◆ TEXT PROVIDED ◆
-- begin --

In the normal operation the controller 32 monitors whether pressure and/or temperature (e.g. via sensor 34 and/or 44) are within a given target range under the running operation conditions (warm-up phase, steady-state operation and optionally cool-down phase). If activity is required, compressor 14 can be temporally be switched off, pump rate of compressor can be reduced or expansion device 16 can be opened.
When the controller 32 detects that the pressure and/or temperature are still within the given target range, but there is an abnormal temporal gradient (in particular an abnormal increase in pressure and/or temperature at the high pressure branch of loop 6), then the controller 32 can take one or more of the following actions:

reducing the pumping rate of compressor 16 to a value lower than in normal operation control activity,
opening expansion device 16 to a larger extend as it would be the case under normal control operation.

In addition to one or more of the above options a) to g) for overcoming the abnormal state, the controller 32 may control the blower 19 for conveying the process air or the ambient air to blow with maximum or increased power to remove heat from the first and second heat exchanger 10, 12 (Fig. 1) or the first heat exchanger 10 (Fig. 5). Thereby the refrigerant is cooled faster and pressure decreases faster. Additionally or alternatively a cooling fan for cooling the compressor and/or an auxiliary heat exchanger (not shown) added in the refrigerant loop 6 may be activated or set to maximum conveying rate of conveying ambient air, so as to cool the compressor and/or auxiliary heat exchanger and thereby the refrigerant by heat exchange with ambient air.

-- end --

◆ Dataset rows showing where objects appear ◆
-- begin --

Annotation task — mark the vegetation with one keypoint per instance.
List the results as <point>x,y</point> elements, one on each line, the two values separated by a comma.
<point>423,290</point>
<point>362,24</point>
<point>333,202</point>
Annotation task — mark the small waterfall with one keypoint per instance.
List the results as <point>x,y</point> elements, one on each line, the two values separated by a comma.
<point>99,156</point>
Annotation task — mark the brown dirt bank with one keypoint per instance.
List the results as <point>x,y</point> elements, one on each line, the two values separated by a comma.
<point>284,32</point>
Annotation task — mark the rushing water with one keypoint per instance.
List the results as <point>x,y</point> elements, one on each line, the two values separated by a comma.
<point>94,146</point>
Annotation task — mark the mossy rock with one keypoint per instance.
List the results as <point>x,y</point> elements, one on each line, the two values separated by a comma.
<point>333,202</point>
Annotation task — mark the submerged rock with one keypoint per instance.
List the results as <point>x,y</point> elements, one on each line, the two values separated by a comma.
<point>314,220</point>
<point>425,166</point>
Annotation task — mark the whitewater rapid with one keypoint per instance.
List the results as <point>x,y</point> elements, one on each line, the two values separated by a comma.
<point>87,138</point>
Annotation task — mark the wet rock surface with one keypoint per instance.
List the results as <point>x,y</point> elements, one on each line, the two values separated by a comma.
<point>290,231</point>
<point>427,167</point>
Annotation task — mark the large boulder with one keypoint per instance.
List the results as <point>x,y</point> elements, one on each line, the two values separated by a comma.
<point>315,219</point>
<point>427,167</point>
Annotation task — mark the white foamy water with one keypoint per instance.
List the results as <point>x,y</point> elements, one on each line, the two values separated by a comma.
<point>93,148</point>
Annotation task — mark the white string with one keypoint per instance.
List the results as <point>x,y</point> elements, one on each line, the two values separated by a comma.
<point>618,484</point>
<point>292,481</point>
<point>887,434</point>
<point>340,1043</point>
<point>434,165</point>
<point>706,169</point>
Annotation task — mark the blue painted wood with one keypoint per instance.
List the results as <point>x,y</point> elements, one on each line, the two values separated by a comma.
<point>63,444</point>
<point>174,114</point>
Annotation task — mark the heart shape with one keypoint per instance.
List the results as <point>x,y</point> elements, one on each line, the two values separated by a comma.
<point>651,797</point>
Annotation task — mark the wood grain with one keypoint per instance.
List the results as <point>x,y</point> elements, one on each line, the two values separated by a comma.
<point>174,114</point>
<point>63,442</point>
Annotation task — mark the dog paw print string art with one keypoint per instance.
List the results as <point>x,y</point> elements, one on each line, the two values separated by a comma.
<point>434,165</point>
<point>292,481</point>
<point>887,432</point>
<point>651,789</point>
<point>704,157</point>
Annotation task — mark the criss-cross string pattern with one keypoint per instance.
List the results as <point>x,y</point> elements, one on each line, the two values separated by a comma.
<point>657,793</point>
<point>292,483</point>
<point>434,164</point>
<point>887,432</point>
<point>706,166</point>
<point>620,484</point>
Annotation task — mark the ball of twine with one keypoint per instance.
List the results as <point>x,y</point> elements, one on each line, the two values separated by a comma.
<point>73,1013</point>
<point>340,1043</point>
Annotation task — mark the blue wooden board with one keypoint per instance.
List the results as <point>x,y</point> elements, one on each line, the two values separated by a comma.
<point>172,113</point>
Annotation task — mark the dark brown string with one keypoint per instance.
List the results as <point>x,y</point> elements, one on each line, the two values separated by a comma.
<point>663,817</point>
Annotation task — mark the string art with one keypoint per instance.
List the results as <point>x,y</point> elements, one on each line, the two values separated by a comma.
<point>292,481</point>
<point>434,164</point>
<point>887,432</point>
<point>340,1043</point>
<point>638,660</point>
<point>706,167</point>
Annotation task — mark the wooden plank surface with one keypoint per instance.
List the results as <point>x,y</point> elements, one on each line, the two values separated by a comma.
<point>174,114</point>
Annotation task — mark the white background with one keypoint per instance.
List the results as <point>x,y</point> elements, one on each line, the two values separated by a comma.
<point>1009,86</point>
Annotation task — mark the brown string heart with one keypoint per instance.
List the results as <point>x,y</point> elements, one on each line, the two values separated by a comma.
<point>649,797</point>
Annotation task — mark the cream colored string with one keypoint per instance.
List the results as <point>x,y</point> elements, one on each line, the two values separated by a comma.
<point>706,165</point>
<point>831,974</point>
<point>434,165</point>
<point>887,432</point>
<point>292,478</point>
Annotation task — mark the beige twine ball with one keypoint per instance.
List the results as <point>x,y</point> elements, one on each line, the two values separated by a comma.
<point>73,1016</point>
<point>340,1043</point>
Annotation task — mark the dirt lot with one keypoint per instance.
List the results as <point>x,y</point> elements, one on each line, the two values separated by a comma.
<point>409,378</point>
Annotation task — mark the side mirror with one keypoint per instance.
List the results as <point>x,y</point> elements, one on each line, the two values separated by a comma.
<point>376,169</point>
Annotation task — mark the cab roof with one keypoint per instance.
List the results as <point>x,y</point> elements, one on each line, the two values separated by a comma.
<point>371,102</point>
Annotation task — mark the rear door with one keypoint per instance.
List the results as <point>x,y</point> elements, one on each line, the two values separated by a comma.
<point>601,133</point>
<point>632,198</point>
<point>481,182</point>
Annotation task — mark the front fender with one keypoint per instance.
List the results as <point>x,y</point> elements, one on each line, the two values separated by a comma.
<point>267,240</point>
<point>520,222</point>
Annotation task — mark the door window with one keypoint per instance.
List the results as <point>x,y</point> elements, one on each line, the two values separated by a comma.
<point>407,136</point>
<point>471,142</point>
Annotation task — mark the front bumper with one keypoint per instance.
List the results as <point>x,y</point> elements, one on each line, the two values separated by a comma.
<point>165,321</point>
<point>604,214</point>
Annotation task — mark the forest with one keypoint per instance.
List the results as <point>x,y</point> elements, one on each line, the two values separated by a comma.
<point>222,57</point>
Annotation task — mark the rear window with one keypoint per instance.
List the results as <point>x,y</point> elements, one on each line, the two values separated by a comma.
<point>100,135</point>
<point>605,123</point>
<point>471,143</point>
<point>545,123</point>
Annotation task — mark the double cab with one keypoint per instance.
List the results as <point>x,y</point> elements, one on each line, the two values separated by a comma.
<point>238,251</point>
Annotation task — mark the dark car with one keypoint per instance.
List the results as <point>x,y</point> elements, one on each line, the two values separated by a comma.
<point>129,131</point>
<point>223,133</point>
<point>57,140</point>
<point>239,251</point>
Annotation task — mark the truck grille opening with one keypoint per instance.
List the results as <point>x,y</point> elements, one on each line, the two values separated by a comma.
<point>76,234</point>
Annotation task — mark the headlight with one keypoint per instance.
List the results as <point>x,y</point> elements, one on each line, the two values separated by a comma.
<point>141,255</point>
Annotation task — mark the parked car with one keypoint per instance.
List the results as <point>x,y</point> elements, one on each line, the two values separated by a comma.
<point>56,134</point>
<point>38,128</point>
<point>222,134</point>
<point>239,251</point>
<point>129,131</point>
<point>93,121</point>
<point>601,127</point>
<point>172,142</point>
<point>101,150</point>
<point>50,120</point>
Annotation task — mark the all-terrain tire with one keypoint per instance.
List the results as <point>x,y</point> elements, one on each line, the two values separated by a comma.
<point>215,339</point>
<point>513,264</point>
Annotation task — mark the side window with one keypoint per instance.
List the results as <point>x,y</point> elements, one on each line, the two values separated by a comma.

-- end --

◆ TASKS TO COMPLETE ◆
[A] From the refrigerant loop text, put this sentence into Spanish: "Thereby the refrigerant is cooled faster and pressure decreases faster."
[B] Pick up the text on the refrigerant loop controller where it stops and write the part that comes next.
You won't need the records for any of this.

◆ THE REPLIES ◆
[A] De este modo, el refrigerante se enfría más rápido y la presión disminuye más rápido.

[B]
In case the release sensor 38, the exhaust detector 42, the release sensor 55 and/or the backflow sensor 57 detect the refrigerant release by the flow of refrigerant through the assigned valve, these can be provided as anemometer or flux meter arranged preferably in the exhaust line of the assigned or respective valve. In this way the amount of released refrigerant can be directly determined by measurement. The controller 32 can then determine on the basis of the amount of released refrigerant, whether resuming or continuing the process (e.g. drying or washing) is possible, whether resuming or restart of the process can be made only after cooling down the refrigerant (equilibration in the branches or approaching to equilibration), or whether a permanent shut-down of operation until service is required.
In particular when providing the reservoir unit 50 and in case of releasing high amounts of refrigerant to the reservoir 52, continuation of the running process may be terminated due to insufficient refrigerant in the loop 6, but restart of the terminated process from the beginning or from the last reasonable intermediate step may be effected after most of the refrigerant is re-fed from reservoir 52 into loop 6. Re-feeding is performed in one of the ways as described above in connection with Figs. 3, 4a and 4b.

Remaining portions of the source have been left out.